EXERCISE: Report every line of the items below that contains the string "grass", treating uppercase and lowercase as different.

*** MATERIAL FOR THIS TASK ***

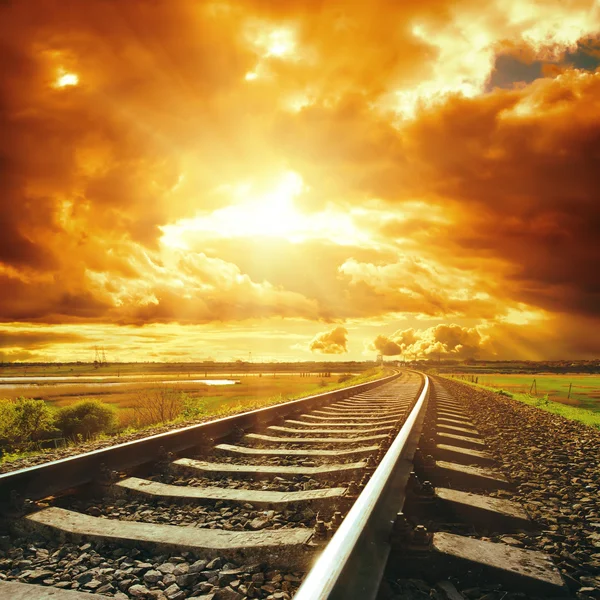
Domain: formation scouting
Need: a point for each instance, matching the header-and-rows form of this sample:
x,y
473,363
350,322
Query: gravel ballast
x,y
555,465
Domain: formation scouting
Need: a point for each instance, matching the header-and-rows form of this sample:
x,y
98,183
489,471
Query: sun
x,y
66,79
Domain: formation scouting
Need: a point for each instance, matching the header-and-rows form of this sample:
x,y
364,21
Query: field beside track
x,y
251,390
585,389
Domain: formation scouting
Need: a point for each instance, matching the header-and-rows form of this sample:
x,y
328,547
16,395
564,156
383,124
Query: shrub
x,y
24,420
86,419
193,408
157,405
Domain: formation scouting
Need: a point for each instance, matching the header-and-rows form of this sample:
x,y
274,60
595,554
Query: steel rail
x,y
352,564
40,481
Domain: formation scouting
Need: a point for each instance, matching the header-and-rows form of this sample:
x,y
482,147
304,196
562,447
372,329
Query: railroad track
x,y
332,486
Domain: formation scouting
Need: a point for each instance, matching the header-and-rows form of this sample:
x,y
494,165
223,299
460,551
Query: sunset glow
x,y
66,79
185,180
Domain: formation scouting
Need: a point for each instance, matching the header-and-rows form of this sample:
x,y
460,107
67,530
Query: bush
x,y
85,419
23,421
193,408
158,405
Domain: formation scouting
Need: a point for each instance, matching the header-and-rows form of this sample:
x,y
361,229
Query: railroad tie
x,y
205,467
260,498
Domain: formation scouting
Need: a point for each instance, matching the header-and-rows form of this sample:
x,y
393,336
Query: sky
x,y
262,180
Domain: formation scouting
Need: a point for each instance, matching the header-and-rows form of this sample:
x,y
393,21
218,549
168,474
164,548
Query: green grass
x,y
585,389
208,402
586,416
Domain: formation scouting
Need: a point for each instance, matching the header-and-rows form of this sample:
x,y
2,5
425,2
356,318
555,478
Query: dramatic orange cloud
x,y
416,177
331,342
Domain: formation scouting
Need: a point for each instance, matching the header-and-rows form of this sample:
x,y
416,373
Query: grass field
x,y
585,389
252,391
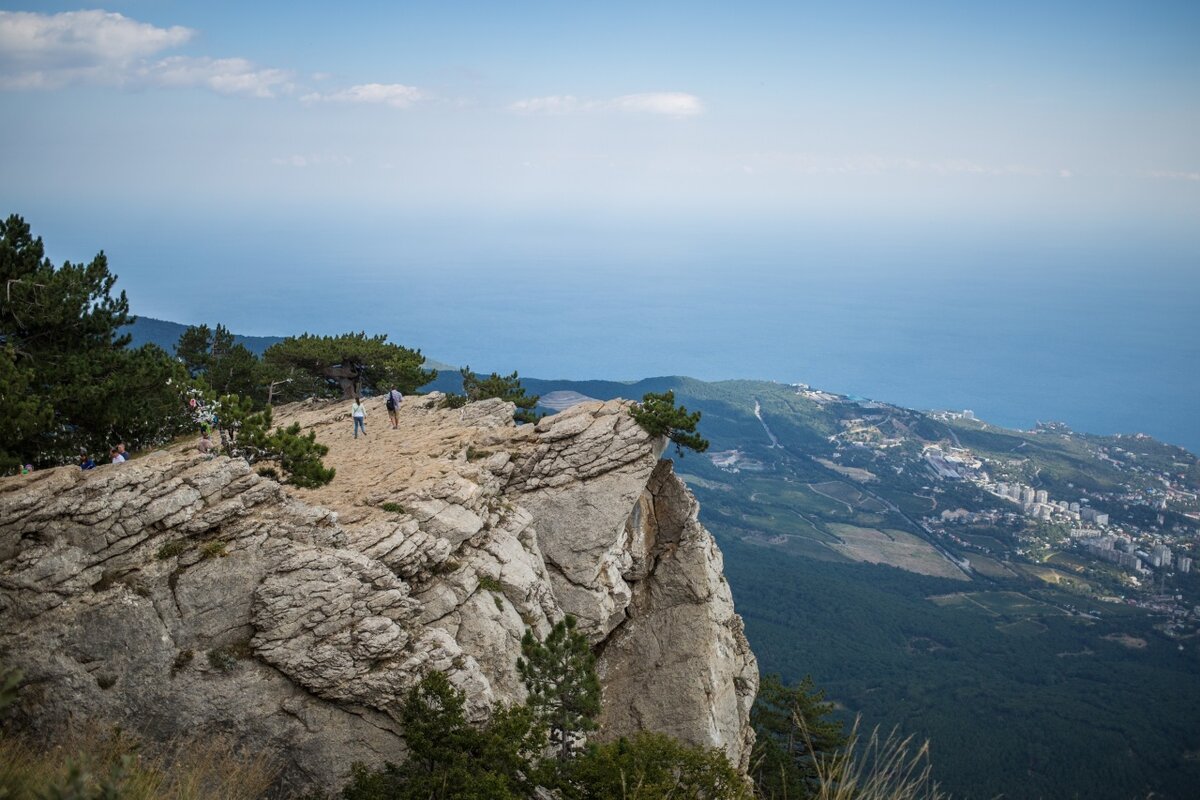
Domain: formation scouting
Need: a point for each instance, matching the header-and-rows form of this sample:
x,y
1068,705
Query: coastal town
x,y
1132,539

***
*** MATERIAL FOR THIS TASK ***

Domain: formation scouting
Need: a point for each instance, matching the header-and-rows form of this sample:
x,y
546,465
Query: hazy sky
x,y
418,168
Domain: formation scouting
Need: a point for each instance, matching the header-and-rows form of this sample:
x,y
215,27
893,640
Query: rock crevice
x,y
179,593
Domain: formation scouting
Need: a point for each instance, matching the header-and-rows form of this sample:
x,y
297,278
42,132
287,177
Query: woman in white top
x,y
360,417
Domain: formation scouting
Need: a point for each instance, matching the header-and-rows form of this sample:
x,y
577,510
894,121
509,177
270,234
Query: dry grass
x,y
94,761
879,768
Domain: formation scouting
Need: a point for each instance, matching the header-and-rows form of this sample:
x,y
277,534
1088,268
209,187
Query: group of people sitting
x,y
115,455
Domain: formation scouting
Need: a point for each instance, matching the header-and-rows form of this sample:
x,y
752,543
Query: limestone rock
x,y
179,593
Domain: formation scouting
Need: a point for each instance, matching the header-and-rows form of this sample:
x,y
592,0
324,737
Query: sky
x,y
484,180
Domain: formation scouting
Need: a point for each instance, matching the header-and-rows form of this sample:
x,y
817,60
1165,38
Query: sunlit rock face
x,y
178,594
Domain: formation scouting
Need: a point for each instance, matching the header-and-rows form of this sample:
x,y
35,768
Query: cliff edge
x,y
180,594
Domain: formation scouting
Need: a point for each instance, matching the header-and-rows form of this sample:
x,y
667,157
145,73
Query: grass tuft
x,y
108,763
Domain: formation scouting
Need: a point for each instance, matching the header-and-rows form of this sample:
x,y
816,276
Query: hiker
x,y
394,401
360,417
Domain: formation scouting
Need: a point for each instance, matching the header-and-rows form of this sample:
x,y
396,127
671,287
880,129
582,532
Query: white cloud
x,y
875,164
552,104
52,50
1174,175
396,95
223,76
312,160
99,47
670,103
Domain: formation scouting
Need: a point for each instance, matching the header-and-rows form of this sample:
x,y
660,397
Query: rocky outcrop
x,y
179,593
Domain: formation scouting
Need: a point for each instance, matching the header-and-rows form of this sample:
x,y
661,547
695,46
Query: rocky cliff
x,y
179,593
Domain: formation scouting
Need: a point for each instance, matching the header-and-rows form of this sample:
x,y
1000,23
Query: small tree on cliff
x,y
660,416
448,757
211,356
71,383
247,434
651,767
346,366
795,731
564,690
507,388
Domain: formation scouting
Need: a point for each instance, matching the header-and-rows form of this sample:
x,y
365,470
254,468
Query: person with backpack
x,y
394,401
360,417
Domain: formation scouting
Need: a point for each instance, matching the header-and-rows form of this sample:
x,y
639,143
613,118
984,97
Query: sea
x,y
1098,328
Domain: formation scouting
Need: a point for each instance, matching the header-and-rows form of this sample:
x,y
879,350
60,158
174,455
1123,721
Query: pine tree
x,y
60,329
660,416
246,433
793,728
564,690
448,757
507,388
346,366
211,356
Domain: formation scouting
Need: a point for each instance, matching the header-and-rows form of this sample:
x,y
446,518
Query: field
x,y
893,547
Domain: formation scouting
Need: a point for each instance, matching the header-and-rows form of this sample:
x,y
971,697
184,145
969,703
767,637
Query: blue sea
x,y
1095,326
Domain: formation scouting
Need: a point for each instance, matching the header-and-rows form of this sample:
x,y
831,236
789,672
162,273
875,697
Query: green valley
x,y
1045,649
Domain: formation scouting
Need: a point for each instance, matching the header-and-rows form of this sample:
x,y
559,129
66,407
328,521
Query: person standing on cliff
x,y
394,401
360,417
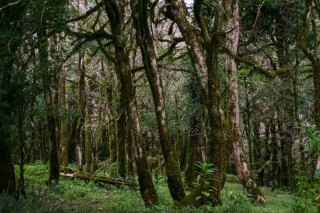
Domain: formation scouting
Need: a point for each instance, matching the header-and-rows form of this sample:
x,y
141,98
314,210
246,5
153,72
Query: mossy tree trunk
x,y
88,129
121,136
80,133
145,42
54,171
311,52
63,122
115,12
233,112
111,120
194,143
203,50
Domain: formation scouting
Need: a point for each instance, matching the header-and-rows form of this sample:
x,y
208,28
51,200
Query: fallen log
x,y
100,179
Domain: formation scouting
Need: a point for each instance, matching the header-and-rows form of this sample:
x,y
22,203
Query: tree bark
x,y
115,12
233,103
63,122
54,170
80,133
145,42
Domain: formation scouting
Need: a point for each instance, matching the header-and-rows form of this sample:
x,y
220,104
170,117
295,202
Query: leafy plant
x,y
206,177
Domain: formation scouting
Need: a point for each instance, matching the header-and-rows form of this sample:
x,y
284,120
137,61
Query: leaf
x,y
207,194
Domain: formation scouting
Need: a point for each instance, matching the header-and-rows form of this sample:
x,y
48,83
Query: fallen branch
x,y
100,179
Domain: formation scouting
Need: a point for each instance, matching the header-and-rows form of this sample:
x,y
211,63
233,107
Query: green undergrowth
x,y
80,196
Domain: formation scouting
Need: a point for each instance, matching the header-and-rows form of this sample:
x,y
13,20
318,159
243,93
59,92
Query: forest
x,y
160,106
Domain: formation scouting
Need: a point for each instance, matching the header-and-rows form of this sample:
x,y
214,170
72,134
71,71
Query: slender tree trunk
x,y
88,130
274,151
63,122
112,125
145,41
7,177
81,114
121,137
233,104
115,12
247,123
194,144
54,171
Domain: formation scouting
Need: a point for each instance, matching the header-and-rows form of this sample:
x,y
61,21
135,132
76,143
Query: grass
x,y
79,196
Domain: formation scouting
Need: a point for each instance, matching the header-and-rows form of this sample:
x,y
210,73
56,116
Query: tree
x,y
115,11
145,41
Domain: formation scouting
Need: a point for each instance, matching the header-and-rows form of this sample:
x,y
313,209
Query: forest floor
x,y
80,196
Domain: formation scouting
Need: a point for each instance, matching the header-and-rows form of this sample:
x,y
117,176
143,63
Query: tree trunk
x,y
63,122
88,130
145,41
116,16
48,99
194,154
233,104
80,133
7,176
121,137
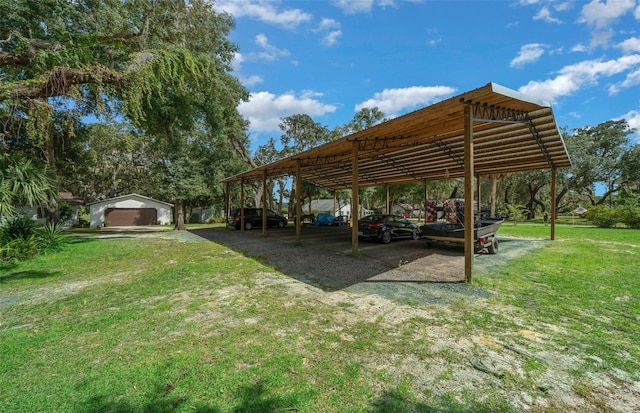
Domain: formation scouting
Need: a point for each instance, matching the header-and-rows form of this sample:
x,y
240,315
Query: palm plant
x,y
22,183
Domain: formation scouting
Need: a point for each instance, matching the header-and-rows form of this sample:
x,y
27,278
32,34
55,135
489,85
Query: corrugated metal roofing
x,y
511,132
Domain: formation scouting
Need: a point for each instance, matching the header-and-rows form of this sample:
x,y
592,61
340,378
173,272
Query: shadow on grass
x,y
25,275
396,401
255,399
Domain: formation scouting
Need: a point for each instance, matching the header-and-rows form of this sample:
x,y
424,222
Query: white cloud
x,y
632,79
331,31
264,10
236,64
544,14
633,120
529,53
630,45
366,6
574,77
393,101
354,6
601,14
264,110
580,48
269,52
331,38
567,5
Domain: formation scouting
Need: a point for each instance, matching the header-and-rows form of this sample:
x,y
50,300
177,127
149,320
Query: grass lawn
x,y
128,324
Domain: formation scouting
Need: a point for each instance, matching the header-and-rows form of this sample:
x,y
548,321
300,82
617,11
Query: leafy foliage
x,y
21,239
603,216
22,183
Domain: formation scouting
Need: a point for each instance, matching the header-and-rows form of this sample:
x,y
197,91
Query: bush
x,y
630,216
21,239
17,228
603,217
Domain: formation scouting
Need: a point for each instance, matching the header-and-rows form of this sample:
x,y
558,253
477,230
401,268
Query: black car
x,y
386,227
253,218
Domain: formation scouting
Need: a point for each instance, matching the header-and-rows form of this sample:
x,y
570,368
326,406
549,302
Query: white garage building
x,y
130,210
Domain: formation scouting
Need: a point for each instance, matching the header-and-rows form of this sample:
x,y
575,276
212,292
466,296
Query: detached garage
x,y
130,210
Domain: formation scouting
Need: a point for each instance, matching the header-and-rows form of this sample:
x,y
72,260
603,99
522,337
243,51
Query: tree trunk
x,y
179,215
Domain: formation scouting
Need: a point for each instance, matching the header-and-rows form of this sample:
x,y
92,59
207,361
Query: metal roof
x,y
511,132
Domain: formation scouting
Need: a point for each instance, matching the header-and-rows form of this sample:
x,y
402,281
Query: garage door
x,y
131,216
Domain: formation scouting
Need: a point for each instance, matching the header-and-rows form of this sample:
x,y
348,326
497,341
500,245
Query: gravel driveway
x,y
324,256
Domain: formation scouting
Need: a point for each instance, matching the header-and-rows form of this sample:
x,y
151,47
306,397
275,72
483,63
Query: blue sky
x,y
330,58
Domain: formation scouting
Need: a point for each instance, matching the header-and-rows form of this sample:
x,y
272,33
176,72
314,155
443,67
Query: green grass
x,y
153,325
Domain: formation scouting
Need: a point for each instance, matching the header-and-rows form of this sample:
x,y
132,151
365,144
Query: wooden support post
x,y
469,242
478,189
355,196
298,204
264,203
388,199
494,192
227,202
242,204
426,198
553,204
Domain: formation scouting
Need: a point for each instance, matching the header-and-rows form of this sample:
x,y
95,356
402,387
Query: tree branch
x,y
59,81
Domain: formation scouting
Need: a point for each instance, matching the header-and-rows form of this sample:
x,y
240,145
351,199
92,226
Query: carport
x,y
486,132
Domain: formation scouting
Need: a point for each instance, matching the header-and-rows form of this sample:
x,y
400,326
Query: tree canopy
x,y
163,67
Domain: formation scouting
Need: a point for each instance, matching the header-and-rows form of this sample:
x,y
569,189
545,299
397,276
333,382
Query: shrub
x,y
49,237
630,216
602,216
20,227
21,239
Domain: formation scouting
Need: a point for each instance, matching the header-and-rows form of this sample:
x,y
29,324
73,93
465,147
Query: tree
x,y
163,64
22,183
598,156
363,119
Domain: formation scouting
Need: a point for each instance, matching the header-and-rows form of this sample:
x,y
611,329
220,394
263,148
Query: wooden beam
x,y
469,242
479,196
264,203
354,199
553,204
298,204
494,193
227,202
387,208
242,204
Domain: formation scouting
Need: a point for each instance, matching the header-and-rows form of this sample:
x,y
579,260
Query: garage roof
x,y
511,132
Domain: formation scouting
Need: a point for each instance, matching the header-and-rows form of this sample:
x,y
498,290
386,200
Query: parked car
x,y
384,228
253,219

***

REPLY TO THE EXERCISE:
Query: green grass
Query: grass field
Query: dry grass
Query: grass tuft
Query: grass
Query: shadow on grass
Query: grass lawn
Query: green grass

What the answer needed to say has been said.